• Task brief
Below are some records. Say how many of their lines contain the string "follow", and give nothing but the number.

START Given data

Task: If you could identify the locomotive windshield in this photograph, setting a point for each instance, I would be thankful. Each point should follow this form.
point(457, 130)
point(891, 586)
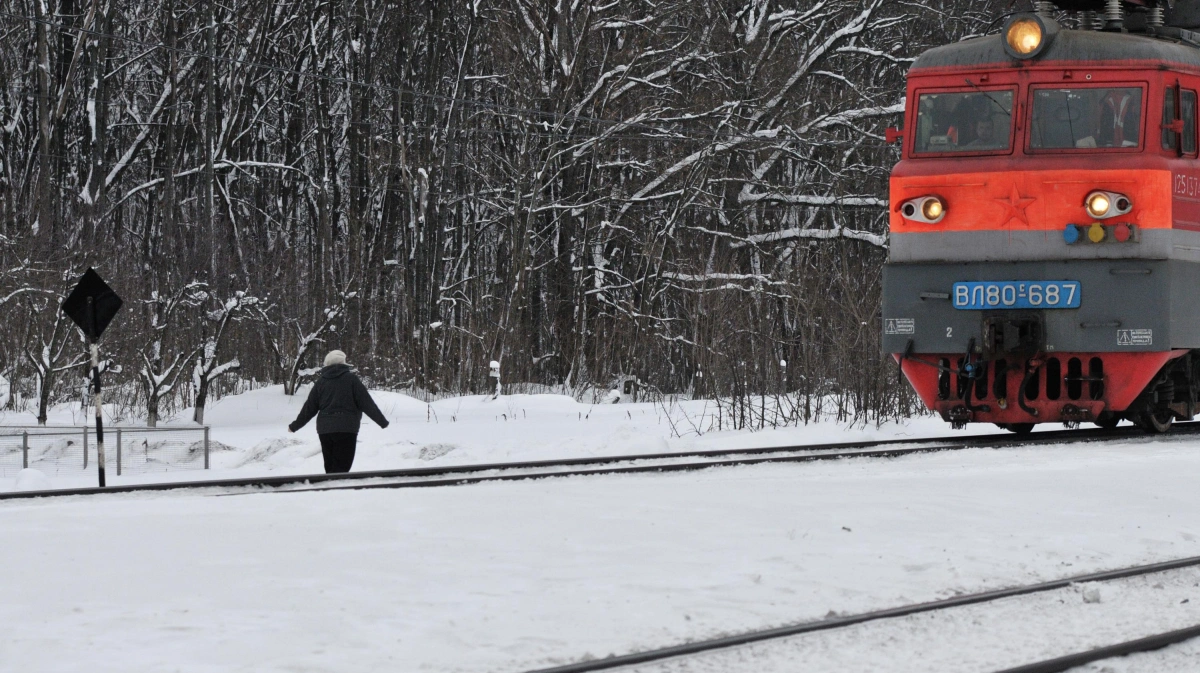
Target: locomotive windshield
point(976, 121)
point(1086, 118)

END Given data
START Given data

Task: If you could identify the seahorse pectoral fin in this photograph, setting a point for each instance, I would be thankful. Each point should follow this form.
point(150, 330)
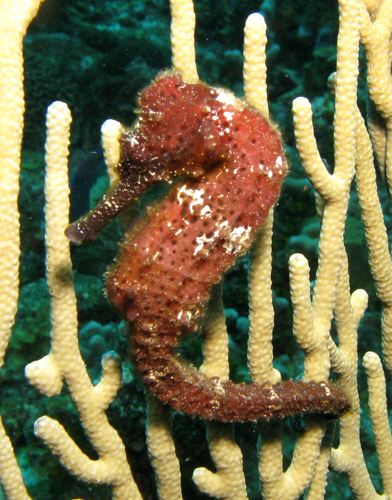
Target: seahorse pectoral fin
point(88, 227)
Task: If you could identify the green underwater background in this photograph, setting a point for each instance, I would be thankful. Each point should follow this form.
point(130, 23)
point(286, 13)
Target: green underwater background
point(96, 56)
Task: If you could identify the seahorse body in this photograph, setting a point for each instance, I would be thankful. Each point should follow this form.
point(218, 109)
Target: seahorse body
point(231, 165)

END Given data
START Given data

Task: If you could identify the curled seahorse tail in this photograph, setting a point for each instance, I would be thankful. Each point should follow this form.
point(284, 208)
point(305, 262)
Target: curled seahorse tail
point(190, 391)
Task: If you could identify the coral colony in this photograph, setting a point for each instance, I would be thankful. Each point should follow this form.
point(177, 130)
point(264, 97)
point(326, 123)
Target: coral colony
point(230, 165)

END Given data

• Output
6